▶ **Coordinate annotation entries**
begin

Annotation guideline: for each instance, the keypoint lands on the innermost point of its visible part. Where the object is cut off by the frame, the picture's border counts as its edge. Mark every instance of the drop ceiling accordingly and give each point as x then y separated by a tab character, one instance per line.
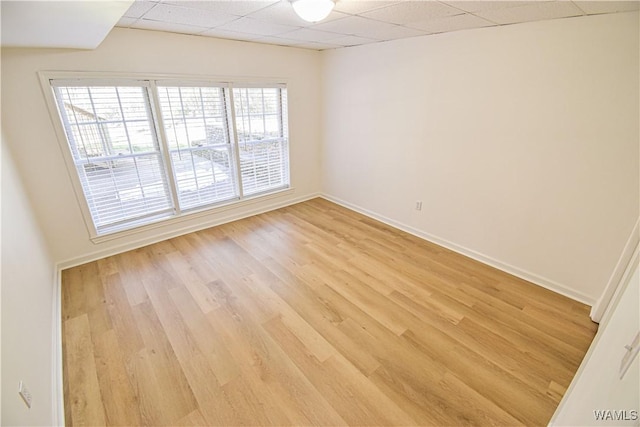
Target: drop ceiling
352	23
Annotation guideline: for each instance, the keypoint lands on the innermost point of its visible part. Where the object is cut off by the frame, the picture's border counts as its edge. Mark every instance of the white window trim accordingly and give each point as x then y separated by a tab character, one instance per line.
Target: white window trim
73	78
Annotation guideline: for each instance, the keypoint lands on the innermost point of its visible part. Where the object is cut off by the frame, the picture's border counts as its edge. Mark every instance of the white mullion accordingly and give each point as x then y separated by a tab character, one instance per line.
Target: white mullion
235	146
161	139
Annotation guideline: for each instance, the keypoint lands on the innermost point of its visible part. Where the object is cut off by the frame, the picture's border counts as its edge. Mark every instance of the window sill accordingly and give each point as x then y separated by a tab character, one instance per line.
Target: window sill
161	223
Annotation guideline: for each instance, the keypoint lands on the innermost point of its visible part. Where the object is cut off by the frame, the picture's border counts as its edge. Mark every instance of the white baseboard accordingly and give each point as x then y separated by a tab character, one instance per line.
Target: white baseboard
175	232
507	268
599	308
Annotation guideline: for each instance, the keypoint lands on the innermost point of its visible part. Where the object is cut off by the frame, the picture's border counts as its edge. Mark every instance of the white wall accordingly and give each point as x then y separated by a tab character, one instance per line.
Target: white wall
26	120
27	306
597	385
521	141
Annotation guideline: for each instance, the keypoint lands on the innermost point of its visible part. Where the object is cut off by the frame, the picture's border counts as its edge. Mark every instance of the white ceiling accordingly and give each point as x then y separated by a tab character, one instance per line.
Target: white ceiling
352	23
59	24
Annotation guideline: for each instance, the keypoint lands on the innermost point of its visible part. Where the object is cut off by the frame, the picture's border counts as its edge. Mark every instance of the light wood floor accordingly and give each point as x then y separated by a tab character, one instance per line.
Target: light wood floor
312	315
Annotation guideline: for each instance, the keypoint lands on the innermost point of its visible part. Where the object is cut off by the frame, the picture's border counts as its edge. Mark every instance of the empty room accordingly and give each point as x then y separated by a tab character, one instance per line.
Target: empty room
320	212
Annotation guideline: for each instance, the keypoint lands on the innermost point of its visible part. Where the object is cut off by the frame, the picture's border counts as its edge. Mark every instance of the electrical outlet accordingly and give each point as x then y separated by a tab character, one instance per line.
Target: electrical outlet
24	392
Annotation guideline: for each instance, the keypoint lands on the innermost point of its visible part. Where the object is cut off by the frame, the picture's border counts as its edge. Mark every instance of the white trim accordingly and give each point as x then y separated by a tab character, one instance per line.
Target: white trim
57	383
624	282
600	307
93	256
188	78
515	271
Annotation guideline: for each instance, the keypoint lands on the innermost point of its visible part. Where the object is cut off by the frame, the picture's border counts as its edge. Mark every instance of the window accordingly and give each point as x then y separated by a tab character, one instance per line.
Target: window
144	151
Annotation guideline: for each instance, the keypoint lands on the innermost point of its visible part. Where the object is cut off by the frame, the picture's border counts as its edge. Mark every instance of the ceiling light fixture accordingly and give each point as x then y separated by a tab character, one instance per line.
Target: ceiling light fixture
313	10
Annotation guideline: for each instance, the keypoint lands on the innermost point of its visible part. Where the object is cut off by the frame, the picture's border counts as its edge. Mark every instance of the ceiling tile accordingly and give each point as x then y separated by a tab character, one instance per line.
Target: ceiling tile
225	34
237	7
255	26
363	27
532	12
306	34
451	23
354	7
317	46
352	41
411	11
477	6
282	13
188	16
281	41
139	8
126	22
595	7
146	24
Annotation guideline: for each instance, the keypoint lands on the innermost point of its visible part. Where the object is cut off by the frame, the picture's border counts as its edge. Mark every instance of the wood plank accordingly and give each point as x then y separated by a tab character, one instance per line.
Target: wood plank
312	315
84	395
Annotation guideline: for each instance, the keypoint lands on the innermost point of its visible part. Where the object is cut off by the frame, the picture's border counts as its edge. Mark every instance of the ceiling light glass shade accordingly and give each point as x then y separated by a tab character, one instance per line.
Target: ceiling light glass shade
313	10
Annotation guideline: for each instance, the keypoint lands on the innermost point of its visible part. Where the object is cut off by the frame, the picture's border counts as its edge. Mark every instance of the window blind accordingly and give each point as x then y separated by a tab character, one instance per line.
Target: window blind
197	130
116	153
261	122
207	144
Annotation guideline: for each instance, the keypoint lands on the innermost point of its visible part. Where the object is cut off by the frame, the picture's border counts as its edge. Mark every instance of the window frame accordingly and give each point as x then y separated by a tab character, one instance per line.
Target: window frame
151	83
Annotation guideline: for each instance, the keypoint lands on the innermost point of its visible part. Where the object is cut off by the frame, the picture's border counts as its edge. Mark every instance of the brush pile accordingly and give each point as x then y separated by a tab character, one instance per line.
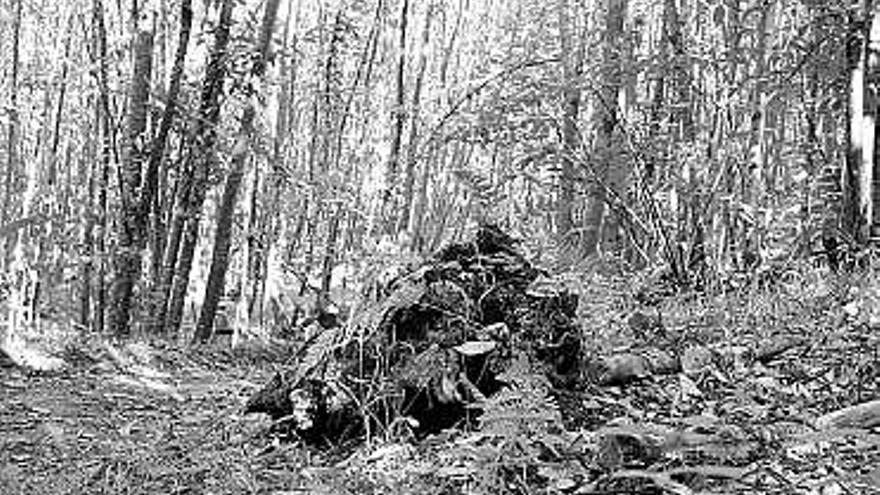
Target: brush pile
425	356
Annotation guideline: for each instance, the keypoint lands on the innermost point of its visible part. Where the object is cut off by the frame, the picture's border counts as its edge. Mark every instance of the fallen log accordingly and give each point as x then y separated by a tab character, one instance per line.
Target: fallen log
432	349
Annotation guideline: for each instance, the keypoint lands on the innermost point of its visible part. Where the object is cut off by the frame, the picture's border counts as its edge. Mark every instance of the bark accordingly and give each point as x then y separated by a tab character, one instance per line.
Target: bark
409	178
150	187
857	207
571	97
615	12
128	257
11	136
220	258
103	118
184	229
398	119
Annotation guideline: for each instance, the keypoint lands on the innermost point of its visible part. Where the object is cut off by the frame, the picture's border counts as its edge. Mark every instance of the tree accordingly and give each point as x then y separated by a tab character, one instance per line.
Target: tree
222	239
131	225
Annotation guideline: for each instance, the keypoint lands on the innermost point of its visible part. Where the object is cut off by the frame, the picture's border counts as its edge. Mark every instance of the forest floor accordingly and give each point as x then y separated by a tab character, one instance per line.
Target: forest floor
150	418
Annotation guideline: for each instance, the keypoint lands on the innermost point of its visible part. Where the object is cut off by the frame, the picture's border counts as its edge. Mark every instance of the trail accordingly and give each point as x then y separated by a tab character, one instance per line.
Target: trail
121	426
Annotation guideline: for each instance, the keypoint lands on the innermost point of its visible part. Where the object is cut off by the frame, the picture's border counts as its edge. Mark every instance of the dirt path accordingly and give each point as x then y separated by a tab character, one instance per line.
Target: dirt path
111	429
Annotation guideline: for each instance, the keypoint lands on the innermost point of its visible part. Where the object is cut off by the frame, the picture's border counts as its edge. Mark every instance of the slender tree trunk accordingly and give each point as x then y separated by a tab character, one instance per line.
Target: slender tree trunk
860	155
606	111
131	225
103	119
150	188
398	119
184	230
6	208
571	99
409	178
222	240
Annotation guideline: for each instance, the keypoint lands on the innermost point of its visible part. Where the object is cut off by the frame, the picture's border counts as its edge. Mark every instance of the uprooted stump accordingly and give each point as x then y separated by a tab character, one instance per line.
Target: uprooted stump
431	350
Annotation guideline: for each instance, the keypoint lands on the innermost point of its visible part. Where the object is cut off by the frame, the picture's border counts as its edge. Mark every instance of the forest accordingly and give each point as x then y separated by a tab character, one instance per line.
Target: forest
439	247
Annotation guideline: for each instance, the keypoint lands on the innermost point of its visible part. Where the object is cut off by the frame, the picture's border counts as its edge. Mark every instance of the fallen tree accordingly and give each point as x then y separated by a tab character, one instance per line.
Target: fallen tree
425	356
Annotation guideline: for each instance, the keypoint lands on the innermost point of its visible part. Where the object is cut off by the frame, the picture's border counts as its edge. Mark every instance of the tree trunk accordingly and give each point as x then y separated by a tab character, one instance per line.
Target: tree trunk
184	229
220	258
398	119
6	204
128	258
606	111
571	100
103	119
409	178
858	179
150	187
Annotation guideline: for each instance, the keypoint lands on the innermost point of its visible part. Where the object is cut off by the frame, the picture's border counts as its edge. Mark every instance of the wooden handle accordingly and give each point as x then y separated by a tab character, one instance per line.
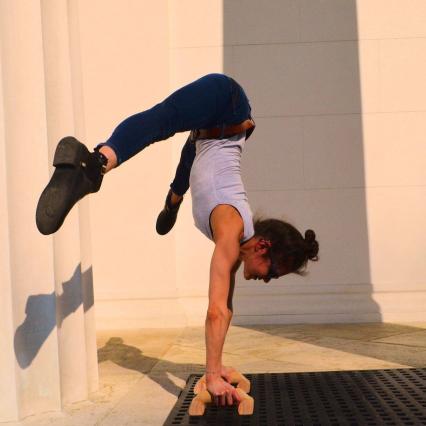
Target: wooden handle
198	403
246	406
235	378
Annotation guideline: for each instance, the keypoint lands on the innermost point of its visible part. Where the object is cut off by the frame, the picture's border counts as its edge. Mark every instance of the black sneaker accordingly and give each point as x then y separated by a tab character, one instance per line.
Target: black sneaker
78	173
167	217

end

▶ **Given request**
From the line that holds "the forest accordingly" to the last line of the records, please copy each line exactly and nothing else. Pictures stay out.

▶ **Exercise response**
Annotation guideline: for each instance, the keypoint lands on the innermost point of its visible part. Where the object is cut off by the frame, the picture's border counts as its edge. Mark every instance of the forest accordingly and give each point as x then y separated by a tab character, one instance per line.
Target: forest
439	247
Annotation guideline: for each instance, the keypoint lands on the innermost point of its visible part. Where the object is cut off by the frame, the picture's border counts as its edge. Mark every instance of the fallen tree accordingly and give each point as x then y separated by a tab character, one instance per line.
Target: fallen tree
425	356
Annotation guideline: for each instance, the keypoint lands on the innermost point of its visible part. Where the object is cut off by the frame, the picture's border counts as its edge. Mark every instance of the tree trunk accordingly and give each point as x then y separated by a tab character, one instance per line.
Target: tree trunk
184	229
220	258
398	119
6	204
128	258
606	111
571	100
103	119
409	178
858	179
150	187
Annotation guideline: for each instance, the keypoint lands on the innermost point of its visible part. Where the object is cut off by the frame, the picture's border counts as its edge. Mark every instance of the wooden handle accordingly and give each point as x then y separated by a tab character, one instance per line.
Target: wooden handle
198	403
246	406
235	378
Annotation guideline: for each instance, the keypoint lands on the innermost point of its visible part. Where the object is cut off by the frame, the picture's border counts as its edge. Mark every instance of the black sneaker accordingly and give each point as x then y separated by a tab character, one instance per line.
Target: black sneaker
78	173
167	217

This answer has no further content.